CHALLENGE.
Return every line in the records below that contains the word "outside".

Pointing dataset excerpts:

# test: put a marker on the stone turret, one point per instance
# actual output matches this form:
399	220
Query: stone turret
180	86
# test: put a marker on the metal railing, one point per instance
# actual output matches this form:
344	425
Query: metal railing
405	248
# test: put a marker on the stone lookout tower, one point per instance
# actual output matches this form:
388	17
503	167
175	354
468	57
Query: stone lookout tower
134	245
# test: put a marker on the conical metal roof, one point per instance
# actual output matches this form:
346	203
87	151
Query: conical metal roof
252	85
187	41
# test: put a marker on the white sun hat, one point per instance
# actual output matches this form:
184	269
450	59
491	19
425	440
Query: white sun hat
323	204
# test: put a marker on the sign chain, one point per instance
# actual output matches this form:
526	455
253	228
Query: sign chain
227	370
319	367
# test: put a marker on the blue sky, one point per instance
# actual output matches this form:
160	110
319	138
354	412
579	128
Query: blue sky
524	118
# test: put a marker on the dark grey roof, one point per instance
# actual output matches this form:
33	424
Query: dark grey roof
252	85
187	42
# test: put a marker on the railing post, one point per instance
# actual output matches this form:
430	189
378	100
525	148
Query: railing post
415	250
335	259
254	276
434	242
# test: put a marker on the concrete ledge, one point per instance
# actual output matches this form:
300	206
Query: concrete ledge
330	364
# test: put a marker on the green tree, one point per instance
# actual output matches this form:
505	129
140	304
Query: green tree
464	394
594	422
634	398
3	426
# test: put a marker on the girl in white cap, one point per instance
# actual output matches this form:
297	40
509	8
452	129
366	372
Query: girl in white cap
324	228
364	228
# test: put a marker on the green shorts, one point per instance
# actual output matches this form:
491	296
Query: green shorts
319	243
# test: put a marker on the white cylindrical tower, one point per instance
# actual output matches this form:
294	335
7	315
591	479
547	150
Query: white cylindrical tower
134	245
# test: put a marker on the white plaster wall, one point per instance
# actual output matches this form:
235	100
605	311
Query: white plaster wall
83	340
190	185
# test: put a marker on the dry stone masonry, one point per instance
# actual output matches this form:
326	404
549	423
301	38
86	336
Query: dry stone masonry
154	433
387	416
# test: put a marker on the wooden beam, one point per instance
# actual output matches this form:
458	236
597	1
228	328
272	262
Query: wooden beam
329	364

==

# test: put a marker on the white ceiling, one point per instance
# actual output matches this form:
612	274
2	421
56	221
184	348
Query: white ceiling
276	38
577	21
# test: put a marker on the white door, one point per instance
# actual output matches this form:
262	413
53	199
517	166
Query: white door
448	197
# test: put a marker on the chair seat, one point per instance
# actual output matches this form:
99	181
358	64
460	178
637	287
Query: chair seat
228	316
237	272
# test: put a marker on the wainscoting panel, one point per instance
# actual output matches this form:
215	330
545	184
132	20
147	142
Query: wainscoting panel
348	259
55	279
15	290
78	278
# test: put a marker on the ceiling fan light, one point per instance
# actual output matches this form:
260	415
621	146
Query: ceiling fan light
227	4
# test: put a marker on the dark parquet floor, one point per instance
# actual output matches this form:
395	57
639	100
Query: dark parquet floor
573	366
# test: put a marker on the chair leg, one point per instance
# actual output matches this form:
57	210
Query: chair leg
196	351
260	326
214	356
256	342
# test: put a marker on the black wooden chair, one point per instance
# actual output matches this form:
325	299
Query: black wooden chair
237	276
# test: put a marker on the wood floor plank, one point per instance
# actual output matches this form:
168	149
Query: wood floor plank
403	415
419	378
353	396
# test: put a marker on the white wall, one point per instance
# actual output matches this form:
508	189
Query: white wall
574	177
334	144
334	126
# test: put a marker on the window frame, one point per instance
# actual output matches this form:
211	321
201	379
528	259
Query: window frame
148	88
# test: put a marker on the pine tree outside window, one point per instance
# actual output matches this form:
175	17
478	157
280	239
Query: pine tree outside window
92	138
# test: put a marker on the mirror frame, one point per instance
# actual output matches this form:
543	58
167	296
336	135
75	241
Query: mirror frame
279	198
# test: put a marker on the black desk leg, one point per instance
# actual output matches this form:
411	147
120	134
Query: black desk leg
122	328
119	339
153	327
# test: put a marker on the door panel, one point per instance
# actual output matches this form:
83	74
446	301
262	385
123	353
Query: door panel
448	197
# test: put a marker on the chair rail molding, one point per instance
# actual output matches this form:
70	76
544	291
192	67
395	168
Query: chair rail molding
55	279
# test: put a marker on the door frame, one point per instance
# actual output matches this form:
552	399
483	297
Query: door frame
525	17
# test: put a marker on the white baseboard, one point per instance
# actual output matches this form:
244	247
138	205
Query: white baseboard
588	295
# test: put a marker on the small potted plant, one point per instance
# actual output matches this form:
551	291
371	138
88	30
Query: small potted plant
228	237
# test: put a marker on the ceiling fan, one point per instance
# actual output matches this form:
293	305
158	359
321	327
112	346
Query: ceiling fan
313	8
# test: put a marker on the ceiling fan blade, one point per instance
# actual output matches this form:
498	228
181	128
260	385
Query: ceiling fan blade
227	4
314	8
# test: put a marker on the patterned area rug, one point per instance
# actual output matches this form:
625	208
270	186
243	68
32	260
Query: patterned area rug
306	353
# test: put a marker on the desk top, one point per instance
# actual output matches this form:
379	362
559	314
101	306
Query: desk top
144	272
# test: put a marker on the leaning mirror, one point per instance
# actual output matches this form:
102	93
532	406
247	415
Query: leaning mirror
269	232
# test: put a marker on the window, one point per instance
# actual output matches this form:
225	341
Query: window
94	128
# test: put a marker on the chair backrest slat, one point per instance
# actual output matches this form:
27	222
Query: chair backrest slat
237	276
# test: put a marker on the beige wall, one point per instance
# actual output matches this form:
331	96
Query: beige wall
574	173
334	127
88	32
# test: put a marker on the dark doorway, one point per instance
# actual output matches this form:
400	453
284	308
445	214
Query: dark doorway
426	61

ANSWER IN FULL.
# test: put a marker on the pine tree outside window, one point per instance
Query: pine tree outside window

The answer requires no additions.